◆ Aim of the exercise ◆
Repeat every record exactly as given.

◆ Dataset excerpts ◆
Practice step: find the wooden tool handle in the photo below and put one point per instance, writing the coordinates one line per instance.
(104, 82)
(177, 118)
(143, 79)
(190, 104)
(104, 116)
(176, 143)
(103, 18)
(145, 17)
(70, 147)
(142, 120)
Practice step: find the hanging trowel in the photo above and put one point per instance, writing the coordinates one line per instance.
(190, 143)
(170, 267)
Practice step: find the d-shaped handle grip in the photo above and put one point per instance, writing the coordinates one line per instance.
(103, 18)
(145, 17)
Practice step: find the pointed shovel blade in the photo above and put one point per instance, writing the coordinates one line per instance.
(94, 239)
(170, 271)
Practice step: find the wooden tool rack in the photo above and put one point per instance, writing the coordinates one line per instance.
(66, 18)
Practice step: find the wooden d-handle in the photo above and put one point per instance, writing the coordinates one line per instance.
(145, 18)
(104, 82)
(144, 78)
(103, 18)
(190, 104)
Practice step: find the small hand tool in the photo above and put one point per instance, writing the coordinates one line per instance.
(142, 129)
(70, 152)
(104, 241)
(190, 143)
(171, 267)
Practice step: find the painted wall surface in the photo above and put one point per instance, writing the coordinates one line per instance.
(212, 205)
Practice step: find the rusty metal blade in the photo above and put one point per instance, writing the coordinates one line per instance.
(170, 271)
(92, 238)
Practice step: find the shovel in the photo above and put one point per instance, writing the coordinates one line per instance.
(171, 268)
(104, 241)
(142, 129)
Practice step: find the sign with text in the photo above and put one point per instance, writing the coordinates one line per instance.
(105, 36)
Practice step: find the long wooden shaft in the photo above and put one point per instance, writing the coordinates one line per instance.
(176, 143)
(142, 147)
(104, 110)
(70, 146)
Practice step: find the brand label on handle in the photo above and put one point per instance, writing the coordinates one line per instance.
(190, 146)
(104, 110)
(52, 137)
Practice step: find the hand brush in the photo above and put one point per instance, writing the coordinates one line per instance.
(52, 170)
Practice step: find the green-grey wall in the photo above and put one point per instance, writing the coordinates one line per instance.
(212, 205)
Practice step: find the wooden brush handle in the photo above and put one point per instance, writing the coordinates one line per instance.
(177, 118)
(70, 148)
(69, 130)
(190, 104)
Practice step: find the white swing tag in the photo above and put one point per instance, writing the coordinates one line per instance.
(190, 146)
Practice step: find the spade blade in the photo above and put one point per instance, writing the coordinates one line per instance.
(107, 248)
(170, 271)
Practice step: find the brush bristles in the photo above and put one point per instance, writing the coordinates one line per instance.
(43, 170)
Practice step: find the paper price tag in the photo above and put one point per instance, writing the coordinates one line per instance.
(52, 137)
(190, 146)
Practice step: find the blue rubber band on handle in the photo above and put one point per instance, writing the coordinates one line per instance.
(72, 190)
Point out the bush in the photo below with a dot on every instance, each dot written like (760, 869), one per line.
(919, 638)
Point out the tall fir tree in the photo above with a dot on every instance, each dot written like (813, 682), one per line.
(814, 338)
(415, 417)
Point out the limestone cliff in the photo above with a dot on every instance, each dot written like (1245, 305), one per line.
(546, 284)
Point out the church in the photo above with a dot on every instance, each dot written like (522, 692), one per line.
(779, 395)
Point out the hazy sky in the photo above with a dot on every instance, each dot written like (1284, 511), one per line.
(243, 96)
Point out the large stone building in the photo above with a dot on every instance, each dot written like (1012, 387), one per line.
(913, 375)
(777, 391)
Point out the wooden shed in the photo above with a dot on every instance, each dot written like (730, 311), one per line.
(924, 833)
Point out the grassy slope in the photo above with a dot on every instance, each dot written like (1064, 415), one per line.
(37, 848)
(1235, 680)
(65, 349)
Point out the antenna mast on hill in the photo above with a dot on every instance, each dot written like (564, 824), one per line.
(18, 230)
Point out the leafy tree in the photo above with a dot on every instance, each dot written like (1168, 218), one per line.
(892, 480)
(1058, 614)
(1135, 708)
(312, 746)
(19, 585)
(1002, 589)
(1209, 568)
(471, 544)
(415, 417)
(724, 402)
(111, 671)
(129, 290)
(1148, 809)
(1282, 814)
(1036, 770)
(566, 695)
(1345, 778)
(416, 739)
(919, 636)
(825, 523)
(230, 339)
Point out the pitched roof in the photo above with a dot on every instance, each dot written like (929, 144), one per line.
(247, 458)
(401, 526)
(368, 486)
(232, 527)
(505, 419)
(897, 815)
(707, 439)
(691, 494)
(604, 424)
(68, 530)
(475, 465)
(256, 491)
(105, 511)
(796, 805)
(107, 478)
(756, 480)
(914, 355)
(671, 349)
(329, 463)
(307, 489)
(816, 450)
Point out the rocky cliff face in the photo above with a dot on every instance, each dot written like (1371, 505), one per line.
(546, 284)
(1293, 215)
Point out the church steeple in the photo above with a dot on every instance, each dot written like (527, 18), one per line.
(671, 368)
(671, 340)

◆ Result of the task ◆
Practice step: find the wooden tool handle in the photo below and put one point per instance, writing the coordinates one line per instance.
(104, 82)
(177, 118)
(143, 79)
(190, 104)
(104, 116)
(176, 143)
(103, 18)
(145, 17)
(70, 147)
(142, 120)
Practice step: find the hanging trowel in the photo above and put one point per instance, writing the coordinates one line per instance.
(190, 143)
(170, 267)
Practice step: find the d-shaped handle grip in the photo above and put one point per instance, writing the coordinates one line per instance.
(103, 18)
(145, 17)
Practice step: find the pointed shovel blade in the photo above and put one point per instance, writing the coordinates one line per instance.
(94, 239)
(170, 271)
Practice step: find the wooden tool rack in the photo above and put one point per instance, writing the coordinates one line per instance.
(66, 18)
Practice step: find the wooden d-handle in the photo above and put one point per instance, writing the coordinates one line per instance.
(145, 18)
(104, 82)
(144, 78)
(103, 18)
(190, 104)
Practice step: find the small hand tool in the photo above and put one point per instance, writing the coordinates one line per instance.
(142, 129)
(70, 152)
(104, 241)
(190, 143)
(171, 267)
Practice step: find the painted wall surface in the photo above and put one point per instance, writing the coordinates one line per instance.
(212, 205)
Practice step: find the rusty metal blade in the photo above and put one point per instance, writing the coordinates one line per instance.
(170, 271)
(92, 238)
Practice step: find the shovel in the photo above and put one point per instance, writing the coordinates one line per instance.
(171, 268)
(104, 241)
(142, 129)
Practice step: find the sign with text in the photo above and put one point per instance, writing the coordinates one line per instance.
(105, 36)
Practice step: find the long wooden shaft in the photo above and put one point per instance, writing the coordinates one line per instance.
(176, 143)
(142, 147)
(104, 110)
(70, 146)
Practice step: find the brand label on handle in the photo above and put one point per instance, writing the coordinates one line per instance.
(190, 146)
(104, 110)
(52, 137)
Practice step: find the hand brush in the photo above and put one point per instance, writing the coordinates one line per instance.
(52, 170)
Practice step: find the green-grey wall in the photo above and put one point per instance, writing the coordinates one line per instance.
(212, 205)
Practice step: find the wooden brush handle in the photo above and put one point per instance, writing the coordinates one line per instance.
(177, 118)
(70, 148)
(69, 130)
(190, 104)
Practice step: find the white swing tag in the photo above and put one point per instance, writing the coordinates one line per instance.
(190, 146)
Practice step: find the spade blade in the photo above and put one point per instance, writing the coordinates one line per instance.
(107, 248)
(170, 271)
Practice step: find the brush bristles in the photo above and put one point per instance, writing the coordinates one line per instance.
(43, 170)
Practice step: find the paper price tag in the photo above and put one point per instance, writing the coordinates one line per instance.
(52, 137)
(190, 146)
Practice step: find the blue rubber band on handle in the photo above and put one point per instance, writing the coordinates one line per instance.
(72, 190)
Point out the bush in the photo below with a dot on every instance, each dot written like (760, 869), one per line.
(919, 638)
Point out the tall fir tree in the photo above with a dot on every instance, each dot written like (813, 682), one per line.
(814, 338)
(415, 417)
Point out the limestone cliff in the photo above with a dot on every instance, each dot written like (1245, 305), one per line.
(546, 284)
Point out the church in the photo above with a dot on every instance, each dot written like (522, 692), one per line.
(779, 395)
Point out the hazy sky in the photo above with a dot on every instance, each dot written like (1284, 511), one per line.
(243, 96)
Point out the large stone building in the photo above with a dot on every instance, each dot written like (1012, 387), one per line.
(913, 375)
(777, 391)
Point out the wooden shed in the photo above with a dot on every instance, each dot written like (730, 311), one per line.
(924, 833)
Point out the grassy slope in the photo above with a dot on every instance, each dot written like (1064, 415), one per line.
(37, 848)
(1235, 680)
(65, 349)
Point out the antenna mast on hill in the photo above with a dot on every instance, each dot written like (564, 824), one per line.
(18, 230)
Point out the leafy tree in the photo above with a dot on every instance, each dot written like (1168, 218), one per line.
(892, 480)
(1058, 614)
(1135, 708)
(312, 746)
(19, 585)
(1002, 589)
(1209, 568)
(471, 544)
(415, 417)
(724, 402)
(111, 671)
(129, 290)
(1148, 809)
(1282, 814)
(1036, 770)
(566, 695)
(1345, 778)
(416, 739)
(919, 636)
(825, 523)
(230, 339)
Point out the pitched roof in the photo above with a dot on every instance, each dot written like (929, 144), one per line.
(247, 458)
(401, 526)
(368, 486)
(232, 527)
(505, 419)
(897, 815)
(707, 439)
(691, 494)
(604, 424)
(68, 530)
(475, 465)
(256, 491)
(105, 511)
(796, 805)
(107, 478)
(756, 480)
(914, 355)
(671, 349)
(329, 463)
(307, 489)
(816, 450)
Point out the rocky cliff face in the photo above with a dot on every instance, each dot written like (1371, 505), one per line.
(546, 284)
(1293, 215)
Point out the church steeple in the photo above with a dot on every instance, each dot written like (527, 18), one per line.
(671, 368)
(671, 340)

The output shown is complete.